## BEGIN QUOTED TEXT
NetSpeed’s CEO talks about machine learning, AI, and memory-centric design.
Sundari Mitra, co-founder and CEO of NetSpeed Systems, sat down with Semiconductor Engineering to discuss machine learning, shifting from a processor-centric to a memory-centric design, and what needs to change to make that all happen. What follows are excerpts of that conversation.
SE: What is the biggest change you’re seeing?
Mitra: We go through a cyclical loop where there’s a burst of innovation on the hardware side and then it stops for a while. Then the software side says, ‘I’m going to provide all the acceleration that is required.’ So the software industry scales up, but it doesn’t work because the hardware underneath has to provide the bench strength and backbone required to run the software. That’s a problem as well as anopportunity. The world has become shy about investing in innovation for semiconductors because it is very expensive, and there is a delayed return on investment—sometimes as much as 10 years. NetSpeed has been around for five years, and if I had a band of investors who were like the social-media happy investors, they would have forced me to exit.
SE: Is part of the problem that it’s much more technologically complex to invest in hardware versus software?
Mitra: Yes. Most investors don’t appreciate why we need to hire people with skill sets that are a lot more expensive. It’s a different pedigree. You can’t hire from the street and build a successful hardware company. You have to select from a small group of people who are experts.
SE: On the flipside, kids coming out of school want to work for Facebook, Google, and software companies doing analytics. If there is a preponderance of them versus hardware engineers, what happens?
Mitra: It tips the balance more to the software side. The majority of the kids want to do that because that is where they see the growth. Having said that, when you go to schools like Georgia Tech, kids come out with an architecture background but no company will hire them into an architecture position because they believe that architecture is something that comes with experience. These kids end up becoming verification engineers in the semiconductor industry. At NetSpeed, we haven’t done that. We have broadened them and given them architecture responsibility because we have a software machine learning tool that we are building to configure the NoCs (networks on chip). It may be the same experience they would get at Facebook, but there they would get it much later in their career because those positions are the gems of the field. You have to pay your dues and do a lot more work on the fringes before you get to work on the guts.
SE: What do you mean by machine learning? That term has been defined in many ways.
Mitra: From my perspective, it is making your design adapt. If you compare machine learning to AI, there’s very little difference because AI is adding synaptic, new connections so that you can do more. You are designing an optimal processing agent size and you are adapting the connections to it to ensure that it can do more.
SE: How do you see on-chip networks evolving with that?
Mitra: You can always have a manual method of doing it. But with the heterogeneity of our SoC design flows, if you don’t have something that allows a customer to modulate the design and configure it based on heterogeneous traffic flows, they are going to be overdesigning or under-designing.
SE: You’re talking about the self-configuration side, right? This is really one step beyond where most people are today.
Mitra: Correct. In a world where power doesn’t matter, you don’t need self-configuration? You can over-design a system, hook up processor agents and modulate the connections between them to make it do task A or task B or a combination of both. You can connect it up completely and then you don’t need any adaptability because it is going to perform the best for every function. But that means you have just exploded your power envelope and increased the complexity significantly, and you have built in a ton of redundancy. With compute for IoT, including the automotive and cloud markets, power is a big deal. Folks don’t want to build out and use general-purpose processors connected in full meshes because they can’t afford the power.
## END QUOTED TEXT
## BEGIN MATERIAL
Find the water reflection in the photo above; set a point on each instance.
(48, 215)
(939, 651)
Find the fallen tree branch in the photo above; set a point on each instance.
## END MATERIAL
= OBJECTIVE =
Answer these questions using the NetSpeed interview.
1. How long has NetSpeed been around, according to Mitra?
2. What do architecture graduates from schools like Georgia Tech typically end up becoming in the semiconductor industry?
3. What is NetSpeed's software machine learning tool being built to configure?

= EXERCISE OUTPUT =
1. Five years.
2. Verification engineers.
3. The NoCs (networks on chip).